▸ **WHAT IS EXPECTED**:
Go over the listing below line by line, and return each one holding the string "serving".

----- PROVIDED DATA

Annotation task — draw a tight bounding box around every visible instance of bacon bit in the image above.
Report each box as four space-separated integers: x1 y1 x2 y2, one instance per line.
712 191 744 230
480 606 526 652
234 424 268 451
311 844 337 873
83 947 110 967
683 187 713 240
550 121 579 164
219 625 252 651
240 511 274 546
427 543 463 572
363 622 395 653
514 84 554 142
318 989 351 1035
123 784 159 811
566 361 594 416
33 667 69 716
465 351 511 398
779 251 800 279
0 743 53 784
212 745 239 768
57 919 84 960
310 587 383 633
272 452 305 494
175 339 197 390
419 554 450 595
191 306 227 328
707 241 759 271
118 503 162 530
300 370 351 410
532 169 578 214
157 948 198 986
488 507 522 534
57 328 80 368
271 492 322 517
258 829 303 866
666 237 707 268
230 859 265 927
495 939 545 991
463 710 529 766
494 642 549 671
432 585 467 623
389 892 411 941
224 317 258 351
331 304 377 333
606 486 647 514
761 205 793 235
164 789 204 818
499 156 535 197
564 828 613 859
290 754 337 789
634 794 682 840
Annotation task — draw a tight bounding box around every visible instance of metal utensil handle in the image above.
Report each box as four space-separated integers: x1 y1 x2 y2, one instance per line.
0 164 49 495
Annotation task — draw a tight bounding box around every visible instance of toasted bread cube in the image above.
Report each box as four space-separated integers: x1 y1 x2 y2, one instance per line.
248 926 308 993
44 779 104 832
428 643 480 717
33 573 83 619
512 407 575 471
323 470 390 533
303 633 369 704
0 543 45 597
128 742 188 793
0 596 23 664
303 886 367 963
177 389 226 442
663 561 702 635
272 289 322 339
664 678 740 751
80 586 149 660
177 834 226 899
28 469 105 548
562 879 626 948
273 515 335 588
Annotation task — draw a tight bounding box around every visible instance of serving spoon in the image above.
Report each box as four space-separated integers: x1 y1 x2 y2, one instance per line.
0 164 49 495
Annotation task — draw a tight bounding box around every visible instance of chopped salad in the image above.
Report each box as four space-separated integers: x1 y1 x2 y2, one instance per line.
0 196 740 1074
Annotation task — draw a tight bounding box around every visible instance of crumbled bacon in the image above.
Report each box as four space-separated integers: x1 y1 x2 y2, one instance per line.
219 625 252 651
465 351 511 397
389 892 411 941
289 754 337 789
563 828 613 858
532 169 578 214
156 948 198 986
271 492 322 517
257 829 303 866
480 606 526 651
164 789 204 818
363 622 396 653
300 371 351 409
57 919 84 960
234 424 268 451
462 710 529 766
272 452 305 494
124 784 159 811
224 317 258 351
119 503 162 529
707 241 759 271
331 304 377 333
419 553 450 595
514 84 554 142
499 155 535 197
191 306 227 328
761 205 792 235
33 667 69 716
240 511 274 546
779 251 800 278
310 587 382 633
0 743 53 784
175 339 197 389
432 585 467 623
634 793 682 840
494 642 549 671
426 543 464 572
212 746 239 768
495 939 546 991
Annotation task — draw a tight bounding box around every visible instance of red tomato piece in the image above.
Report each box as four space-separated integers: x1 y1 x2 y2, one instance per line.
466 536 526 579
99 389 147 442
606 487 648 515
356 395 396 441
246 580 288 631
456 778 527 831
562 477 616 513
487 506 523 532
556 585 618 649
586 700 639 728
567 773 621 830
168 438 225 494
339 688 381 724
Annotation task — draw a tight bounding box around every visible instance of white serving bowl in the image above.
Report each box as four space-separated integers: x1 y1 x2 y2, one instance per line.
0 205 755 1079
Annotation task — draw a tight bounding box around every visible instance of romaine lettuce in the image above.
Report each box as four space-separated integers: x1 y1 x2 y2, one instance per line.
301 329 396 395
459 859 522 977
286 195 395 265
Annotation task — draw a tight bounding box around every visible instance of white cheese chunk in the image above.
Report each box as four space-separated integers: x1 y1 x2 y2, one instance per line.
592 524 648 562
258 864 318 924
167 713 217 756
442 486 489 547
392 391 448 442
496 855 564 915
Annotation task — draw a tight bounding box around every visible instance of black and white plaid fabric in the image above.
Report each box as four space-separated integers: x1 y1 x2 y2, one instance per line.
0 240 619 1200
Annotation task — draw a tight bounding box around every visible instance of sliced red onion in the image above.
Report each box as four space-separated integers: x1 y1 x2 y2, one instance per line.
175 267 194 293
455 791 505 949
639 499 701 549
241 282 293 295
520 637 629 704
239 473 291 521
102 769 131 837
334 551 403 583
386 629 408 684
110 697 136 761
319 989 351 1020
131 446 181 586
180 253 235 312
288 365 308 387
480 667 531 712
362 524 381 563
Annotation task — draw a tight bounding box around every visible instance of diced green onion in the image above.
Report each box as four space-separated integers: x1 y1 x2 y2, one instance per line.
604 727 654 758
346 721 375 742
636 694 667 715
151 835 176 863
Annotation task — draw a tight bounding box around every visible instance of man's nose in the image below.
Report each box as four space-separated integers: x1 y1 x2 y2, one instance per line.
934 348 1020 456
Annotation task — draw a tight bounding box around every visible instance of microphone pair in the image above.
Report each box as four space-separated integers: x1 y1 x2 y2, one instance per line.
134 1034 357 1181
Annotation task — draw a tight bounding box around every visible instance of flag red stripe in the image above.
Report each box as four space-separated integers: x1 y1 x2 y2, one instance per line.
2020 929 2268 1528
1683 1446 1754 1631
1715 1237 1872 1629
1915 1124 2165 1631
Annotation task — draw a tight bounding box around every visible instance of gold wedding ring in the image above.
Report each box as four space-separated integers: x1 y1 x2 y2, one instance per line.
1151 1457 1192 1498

----------

▸ **YOUR RESPONSE**:
Annotation task — draw a tight bounding box around every visible instance of serving spoon in the image above.
Annotation task — draw a tight bounding box around every visible instance of white serving bowl in the image above.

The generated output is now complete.